What you should do ▸
In the listing that follows, print every line exactly and leave the images out.

Supplied material ▸

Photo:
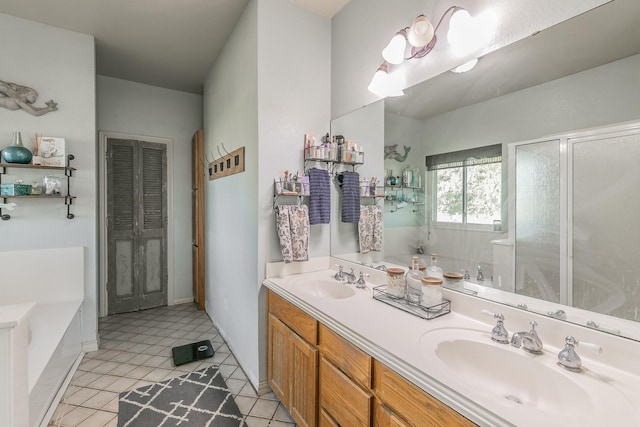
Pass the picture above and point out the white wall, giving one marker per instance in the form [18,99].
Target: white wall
[364,27]
[139,109]
[600,96]
[265,91]
[294,53]
[60,65]
[231,221]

Result of the task ▸
Photo:
Pass the picture above and point out the white wall, giving one marker per instance in the form [18,99].
Target: white wall
[364,27]
[139,109]
[600,96]
[265,91]
[294,53]
[60,65]
[231,221]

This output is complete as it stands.